PROBLEM TO WORK ON = Please identify every line in the listing that contains the string "backdrop", and copy each of those lines. Case counts.

Coordinate annotation entries:
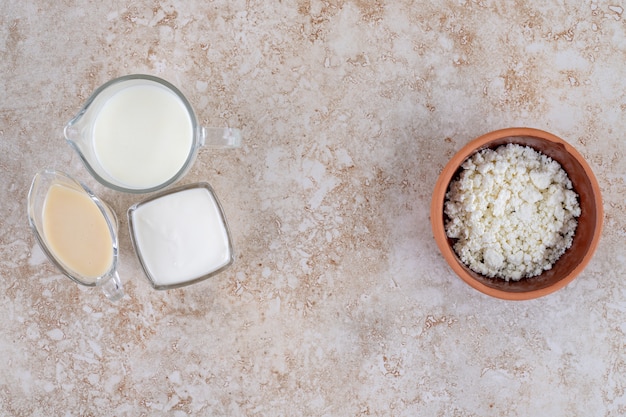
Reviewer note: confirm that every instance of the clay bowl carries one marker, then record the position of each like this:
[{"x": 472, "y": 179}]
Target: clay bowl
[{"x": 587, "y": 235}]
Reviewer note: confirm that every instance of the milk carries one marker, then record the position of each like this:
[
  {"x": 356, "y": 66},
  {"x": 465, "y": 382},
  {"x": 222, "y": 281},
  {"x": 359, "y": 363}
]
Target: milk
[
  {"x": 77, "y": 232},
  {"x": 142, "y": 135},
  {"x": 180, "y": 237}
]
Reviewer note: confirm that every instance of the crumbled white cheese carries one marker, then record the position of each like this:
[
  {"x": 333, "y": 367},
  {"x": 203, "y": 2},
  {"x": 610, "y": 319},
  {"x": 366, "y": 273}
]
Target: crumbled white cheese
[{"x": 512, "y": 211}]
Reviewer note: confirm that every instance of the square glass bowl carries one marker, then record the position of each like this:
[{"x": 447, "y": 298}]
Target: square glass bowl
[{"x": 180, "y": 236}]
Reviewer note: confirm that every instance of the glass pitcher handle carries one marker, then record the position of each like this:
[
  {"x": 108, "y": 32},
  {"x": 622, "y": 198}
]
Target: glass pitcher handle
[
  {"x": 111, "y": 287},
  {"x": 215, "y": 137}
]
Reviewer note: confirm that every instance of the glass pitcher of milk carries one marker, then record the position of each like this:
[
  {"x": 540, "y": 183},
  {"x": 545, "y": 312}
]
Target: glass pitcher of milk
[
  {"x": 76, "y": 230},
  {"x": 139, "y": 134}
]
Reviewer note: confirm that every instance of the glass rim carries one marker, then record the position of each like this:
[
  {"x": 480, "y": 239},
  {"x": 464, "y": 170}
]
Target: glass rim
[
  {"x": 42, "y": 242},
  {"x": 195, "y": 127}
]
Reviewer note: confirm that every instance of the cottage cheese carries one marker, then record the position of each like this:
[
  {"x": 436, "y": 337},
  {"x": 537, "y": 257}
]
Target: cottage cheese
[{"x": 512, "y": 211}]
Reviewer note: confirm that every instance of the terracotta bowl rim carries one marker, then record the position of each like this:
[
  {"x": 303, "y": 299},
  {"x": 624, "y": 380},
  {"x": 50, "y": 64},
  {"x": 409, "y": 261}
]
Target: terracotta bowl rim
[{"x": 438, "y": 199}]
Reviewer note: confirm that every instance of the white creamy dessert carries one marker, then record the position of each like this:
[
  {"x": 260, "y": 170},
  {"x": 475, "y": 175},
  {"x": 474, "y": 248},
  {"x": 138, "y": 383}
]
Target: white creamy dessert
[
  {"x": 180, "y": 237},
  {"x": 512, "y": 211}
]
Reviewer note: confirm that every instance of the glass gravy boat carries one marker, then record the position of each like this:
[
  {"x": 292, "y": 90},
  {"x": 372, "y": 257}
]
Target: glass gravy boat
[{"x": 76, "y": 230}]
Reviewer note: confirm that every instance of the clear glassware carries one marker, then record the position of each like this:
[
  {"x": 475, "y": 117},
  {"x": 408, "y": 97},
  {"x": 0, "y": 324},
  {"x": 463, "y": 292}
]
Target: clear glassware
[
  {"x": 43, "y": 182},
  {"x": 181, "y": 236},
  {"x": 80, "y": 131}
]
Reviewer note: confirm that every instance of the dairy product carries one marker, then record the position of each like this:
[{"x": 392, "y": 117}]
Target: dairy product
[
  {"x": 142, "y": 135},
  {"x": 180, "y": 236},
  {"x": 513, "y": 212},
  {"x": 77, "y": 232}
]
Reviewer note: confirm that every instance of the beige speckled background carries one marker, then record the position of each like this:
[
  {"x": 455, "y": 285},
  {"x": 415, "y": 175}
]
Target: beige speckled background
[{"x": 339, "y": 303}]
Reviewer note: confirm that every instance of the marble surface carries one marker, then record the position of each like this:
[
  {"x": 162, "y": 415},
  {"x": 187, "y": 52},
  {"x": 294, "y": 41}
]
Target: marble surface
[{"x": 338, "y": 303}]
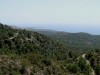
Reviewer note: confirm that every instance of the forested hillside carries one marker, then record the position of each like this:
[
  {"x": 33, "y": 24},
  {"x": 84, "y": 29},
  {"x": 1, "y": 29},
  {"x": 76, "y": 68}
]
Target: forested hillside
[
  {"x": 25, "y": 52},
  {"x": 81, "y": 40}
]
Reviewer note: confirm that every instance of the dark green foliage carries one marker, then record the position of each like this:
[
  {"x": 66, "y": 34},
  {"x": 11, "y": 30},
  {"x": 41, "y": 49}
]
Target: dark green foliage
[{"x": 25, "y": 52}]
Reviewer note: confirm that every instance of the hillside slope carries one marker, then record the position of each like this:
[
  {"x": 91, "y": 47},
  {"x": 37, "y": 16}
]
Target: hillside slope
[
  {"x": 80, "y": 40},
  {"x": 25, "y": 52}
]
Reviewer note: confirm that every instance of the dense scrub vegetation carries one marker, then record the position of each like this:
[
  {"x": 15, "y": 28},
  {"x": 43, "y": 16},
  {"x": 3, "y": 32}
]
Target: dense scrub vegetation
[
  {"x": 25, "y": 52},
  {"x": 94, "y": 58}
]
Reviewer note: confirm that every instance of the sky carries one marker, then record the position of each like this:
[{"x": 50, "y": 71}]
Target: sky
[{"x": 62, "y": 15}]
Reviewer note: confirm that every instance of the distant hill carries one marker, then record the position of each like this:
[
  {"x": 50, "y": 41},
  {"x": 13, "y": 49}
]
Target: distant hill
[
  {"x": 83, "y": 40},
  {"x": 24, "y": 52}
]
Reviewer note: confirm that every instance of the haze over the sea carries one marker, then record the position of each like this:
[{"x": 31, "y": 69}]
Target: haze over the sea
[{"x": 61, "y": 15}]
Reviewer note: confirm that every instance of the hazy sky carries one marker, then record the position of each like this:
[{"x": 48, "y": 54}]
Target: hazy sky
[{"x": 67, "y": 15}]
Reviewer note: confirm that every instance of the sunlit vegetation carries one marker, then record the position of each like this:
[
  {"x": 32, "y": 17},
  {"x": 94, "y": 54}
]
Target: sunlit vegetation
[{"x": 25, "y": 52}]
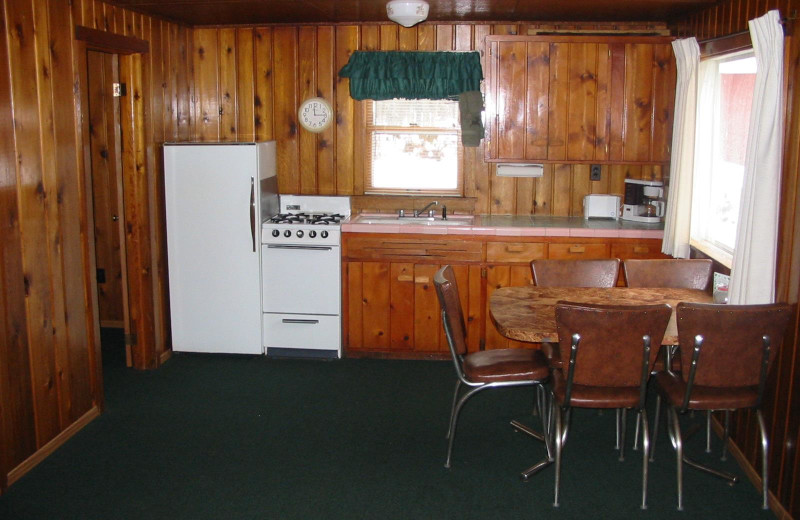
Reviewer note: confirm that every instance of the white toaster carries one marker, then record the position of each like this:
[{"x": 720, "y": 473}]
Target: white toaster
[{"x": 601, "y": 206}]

...

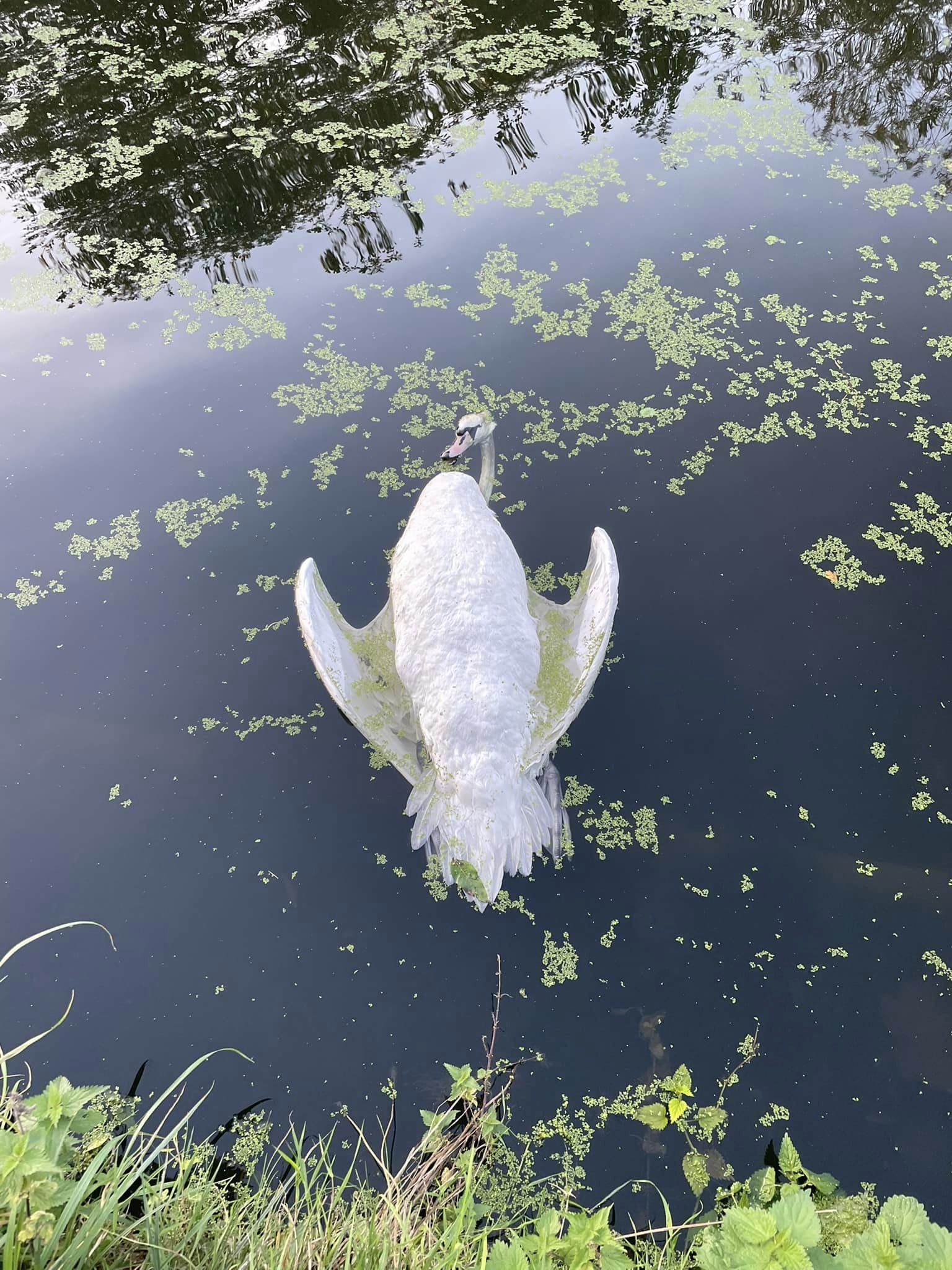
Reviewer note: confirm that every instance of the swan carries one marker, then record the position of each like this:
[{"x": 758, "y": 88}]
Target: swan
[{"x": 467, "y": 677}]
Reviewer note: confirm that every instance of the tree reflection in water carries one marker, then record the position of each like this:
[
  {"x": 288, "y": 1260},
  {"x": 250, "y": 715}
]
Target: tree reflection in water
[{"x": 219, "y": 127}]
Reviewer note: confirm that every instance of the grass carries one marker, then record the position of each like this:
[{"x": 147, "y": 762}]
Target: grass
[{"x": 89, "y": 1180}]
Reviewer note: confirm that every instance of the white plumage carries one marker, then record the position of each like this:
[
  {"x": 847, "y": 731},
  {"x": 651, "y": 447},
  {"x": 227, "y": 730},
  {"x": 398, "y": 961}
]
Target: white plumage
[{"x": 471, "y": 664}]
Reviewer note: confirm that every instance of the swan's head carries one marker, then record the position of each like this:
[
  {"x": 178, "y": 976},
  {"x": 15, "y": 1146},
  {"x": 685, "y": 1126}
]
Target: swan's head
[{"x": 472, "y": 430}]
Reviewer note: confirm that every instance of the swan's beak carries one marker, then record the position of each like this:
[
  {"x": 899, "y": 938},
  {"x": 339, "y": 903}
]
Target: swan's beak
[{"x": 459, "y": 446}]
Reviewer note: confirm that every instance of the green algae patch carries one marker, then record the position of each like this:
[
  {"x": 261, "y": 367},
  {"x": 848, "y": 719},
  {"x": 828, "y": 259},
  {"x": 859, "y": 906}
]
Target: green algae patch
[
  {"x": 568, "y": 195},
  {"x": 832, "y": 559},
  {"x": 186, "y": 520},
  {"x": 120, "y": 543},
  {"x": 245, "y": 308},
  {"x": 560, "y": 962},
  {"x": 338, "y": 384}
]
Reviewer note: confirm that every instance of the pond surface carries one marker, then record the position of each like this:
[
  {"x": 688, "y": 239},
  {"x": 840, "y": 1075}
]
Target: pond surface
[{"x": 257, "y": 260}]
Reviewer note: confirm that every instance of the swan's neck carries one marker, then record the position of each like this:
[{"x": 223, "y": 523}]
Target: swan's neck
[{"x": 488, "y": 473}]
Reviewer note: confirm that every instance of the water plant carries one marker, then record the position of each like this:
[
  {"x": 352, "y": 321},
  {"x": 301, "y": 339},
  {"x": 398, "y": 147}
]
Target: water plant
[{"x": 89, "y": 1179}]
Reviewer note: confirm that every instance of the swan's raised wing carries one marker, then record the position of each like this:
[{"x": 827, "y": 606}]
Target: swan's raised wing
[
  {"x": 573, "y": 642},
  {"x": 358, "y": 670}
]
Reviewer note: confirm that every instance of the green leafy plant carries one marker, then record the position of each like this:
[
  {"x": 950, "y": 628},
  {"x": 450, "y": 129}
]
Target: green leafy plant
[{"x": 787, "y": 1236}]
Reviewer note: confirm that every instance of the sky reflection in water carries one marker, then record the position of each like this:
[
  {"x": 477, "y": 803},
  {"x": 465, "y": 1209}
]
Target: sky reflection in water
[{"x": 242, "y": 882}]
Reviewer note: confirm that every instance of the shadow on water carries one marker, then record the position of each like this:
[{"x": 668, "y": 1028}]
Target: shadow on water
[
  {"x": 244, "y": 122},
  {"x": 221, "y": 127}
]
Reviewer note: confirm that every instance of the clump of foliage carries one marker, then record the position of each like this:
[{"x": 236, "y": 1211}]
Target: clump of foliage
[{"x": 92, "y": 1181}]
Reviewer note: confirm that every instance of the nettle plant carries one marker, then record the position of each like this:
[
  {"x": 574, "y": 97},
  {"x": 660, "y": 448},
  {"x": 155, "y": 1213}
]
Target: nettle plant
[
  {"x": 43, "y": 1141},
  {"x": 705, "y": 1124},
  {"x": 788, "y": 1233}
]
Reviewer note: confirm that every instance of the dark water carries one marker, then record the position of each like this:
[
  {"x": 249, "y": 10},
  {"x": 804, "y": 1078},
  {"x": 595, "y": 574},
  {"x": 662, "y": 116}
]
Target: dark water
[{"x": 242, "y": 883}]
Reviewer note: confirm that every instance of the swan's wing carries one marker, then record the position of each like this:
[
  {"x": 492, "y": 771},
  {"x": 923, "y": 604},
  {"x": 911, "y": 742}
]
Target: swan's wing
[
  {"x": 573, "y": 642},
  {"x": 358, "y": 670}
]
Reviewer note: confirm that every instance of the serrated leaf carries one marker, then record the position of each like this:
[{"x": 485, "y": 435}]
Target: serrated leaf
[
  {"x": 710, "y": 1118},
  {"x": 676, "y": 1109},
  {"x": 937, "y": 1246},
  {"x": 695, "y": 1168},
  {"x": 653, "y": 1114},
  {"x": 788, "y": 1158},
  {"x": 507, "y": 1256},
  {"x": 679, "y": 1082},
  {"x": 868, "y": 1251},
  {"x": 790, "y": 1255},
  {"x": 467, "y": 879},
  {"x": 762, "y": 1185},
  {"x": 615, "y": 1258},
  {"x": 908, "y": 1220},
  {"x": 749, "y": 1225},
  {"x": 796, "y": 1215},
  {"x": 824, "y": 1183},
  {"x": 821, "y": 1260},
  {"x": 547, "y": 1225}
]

* * *

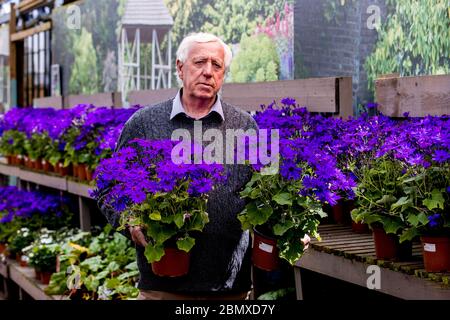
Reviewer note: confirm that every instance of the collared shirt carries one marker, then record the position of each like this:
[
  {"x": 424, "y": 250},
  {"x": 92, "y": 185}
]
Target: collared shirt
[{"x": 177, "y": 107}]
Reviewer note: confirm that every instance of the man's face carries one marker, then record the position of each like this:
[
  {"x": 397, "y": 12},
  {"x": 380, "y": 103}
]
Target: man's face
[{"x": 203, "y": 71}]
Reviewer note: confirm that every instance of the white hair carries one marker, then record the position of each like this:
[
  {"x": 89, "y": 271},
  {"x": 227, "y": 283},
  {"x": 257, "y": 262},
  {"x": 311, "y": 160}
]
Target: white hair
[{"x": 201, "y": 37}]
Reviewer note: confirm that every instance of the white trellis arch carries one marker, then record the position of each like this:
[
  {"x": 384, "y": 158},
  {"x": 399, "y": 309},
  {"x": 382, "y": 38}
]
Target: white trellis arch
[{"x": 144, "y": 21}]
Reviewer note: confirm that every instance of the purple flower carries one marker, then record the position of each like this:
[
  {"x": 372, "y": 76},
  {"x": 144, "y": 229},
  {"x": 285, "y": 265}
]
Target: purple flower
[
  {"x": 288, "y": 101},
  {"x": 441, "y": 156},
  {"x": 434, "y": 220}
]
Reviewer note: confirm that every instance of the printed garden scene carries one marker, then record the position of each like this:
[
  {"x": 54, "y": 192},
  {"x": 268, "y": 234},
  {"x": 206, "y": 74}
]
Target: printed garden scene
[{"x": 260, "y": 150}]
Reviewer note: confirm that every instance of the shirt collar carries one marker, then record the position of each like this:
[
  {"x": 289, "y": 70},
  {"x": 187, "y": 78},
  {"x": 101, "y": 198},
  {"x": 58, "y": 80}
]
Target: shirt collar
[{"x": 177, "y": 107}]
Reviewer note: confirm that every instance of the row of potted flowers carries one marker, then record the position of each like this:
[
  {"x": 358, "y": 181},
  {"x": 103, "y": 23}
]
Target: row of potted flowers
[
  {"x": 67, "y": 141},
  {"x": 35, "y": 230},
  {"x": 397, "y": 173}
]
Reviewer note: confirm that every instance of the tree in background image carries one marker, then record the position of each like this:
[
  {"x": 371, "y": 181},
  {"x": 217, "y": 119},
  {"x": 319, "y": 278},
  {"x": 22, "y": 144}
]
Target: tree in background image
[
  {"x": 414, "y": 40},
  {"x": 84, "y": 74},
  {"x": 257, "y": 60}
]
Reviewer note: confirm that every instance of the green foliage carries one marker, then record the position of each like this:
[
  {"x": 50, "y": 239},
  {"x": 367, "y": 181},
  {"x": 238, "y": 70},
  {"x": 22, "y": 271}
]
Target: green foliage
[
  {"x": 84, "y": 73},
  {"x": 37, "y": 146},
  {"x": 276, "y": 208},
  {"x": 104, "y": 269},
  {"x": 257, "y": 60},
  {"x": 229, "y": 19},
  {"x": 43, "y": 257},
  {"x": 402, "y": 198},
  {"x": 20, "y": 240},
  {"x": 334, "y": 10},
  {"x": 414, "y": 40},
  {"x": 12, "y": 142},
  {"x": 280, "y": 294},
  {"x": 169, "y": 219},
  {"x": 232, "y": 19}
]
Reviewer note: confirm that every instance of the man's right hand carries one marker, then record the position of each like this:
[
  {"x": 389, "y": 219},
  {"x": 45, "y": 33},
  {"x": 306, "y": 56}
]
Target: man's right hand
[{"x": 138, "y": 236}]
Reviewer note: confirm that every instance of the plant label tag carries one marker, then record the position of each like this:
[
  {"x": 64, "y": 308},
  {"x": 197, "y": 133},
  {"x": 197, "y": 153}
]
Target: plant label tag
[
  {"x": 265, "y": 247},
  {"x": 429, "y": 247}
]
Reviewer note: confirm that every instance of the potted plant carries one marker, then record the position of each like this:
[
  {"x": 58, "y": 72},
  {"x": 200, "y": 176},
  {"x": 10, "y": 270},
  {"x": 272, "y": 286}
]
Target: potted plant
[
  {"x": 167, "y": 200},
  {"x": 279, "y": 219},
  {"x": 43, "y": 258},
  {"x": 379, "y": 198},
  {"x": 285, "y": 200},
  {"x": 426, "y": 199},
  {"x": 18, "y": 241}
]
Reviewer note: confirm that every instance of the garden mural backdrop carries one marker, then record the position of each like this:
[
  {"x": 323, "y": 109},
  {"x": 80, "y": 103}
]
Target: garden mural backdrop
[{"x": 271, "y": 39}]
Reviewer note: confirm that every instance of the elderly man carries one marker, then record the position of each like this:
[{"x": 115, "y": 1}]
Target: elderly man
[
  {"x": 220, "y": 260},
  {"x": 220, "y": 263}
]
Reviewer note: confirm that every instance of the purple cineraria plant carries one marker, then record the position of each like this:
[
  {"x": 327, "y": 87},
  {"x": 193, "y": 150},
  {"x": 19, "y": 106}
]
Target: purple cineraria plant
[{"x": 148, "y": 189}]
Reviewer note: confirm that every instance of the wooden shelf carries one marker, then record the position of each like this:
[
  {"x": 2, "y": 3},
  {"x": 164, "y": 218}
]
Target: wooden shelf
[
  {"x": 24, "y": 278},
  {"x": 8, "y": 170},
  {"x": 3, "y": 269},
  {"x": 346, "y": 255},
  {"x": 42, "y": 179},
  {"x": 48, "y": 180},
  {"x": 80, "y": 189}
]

WRITTEN RESPONSE =
Reviewer note: confirm that every instance of the garden mural backdrop carries one marker, then record the position of each like this:
Target: garden mural backdrop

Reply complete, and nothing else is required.